**Excerpt provided:**
Department for Education: Get into Teaching

Key Takeaways

  • The Department of Education was keen to drive more people to consider a teaching career.
  • They partnered with Hearst to run a print and digital campaign showcasing how teachers have shaped peoples’ lives.
  • 27% said that they would consider a career in teaching, while 13% registered at the Get into Teaching website.

One page summary

Client Quote

“Hearst delivered a holistic, insightful and diverse campaign using a strategic range of channels and publications to reach our target audiences. Outstanding account and project management made for a fun and thorough partnership, whilst passionate editorial helped to deliver engaging and creative content. Hearst used their unique tone of voice to shine a light on a career in teaching and its benefits to their audience, and built consideration of teaching as a career option through regular prompts across the breadth of the campaign. An absolute pleasure of a campaign to work on!”

Louis DaSliva, Partnerships Campaign Manager, Department for Education

The Challenge

The decision to teach is often littered with barriers that communications can help to overcome, for example 20% of people do not teach due to encountering negative opinions from friends and family. Teachers also have a huge influence on those that are considering a teaching career. The ATL campaign Teaching Shapes Lives’ and the campaign idea of ‘Every Lesson Shapes a Life’ remained an important part of the overall strategy, but the Department for Education were keen to drive increased relevance and positivity, translating desire to teach into action, pulling people through to registration.

**Records supplied:**
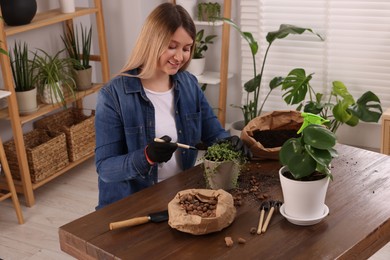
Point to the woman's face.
(177, 54)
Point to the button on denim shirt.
(125, 124)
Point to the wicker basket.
(78, 128)
(46, 154)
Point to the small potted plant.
(305, 174)
(79, 50)
(23, 74)
(222, 166)
(198, 61)
(53, 76)
(209, 11)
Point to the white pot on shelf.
(189, 5)
(67, 6)
(197, 66)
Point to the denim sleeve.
(113, 162)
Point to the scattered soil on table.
(253, 188)
(274, 138)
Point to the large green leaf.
(288, 149)
(367, 108)
(319, 137)
(302, 165)
(296, 86)
(285, 30)
(252, 84)
(322, 157)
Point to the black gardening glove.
(161, 152)
(238, 145)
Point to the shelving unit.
(385, 147)
(223, 75)
(41, 20)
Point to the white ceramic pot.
(67, 6)
(197, 66)
(303, 199)
(221, 175)
(236, 128)
(189, 5)
(27, 101)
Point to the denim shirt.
(125, 124)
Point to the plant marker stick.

**Apply what you read:**
1: List every percentage figure in the Get into Teaching case study, each with what it measures.
2: Pick up the Get into Teaching case study after its final sentence and continue it.
Nothing in the lines is used here.

**Written responses:**
1:
- 27%: the share who said they would consider a career in teaching
- 13%: the share who registered at the Get into Teaching website
- 20%: the share of people who do not teach because they encounter negative opinions from friends and family

2:
The Plan/Execution

Hearst’s ‘Real Influencer Network’ was designed to reach an audience who saw work not just as a means of income but as a source of purpose and meaning. The campaign was brought to life through tailored executions in Cosmopolitan, ELLE, Digital Spy, Men’s Health and Red across three themes:

  • Back to school – showcasing the true influence and creativity of teachers in real environments
  • The teacher who… – building on the emotional connection readers have with Editors to reveal how teachers have shaped their success.
  • Why I teach… prove that we all have something to offer teaching and how teachers made the switch and the impact it has made on their lives.

The ‘Back to School’ content strand was led by celebrity influencer videos across Cosmo (Maya Jama), ELLE (Clara Amfo), Men’s Health (Gareth Thomas) and Digital Spy (Naomie Ackie). The videos were distributed socially, built for IGTV and supported by an interview with the celebrity in article format.

Print activity featured a thank you letter series from the Editors to their teachers, as well as interviews with inspirational teachers. Print advertorials were placed within the magazine career sections for maximum impact and engagement. Socially led video content supported the print features. The campaign activity had to be paused due to Covid-19, but was adapted and restarted.

Results

Post-campaign research showed:

  •  51% took a direct action as a result of seeing the campaign – including 13% immediately registering at the Get into Teaching website.
  •  5000 clicks to the client’s website from the digital articles.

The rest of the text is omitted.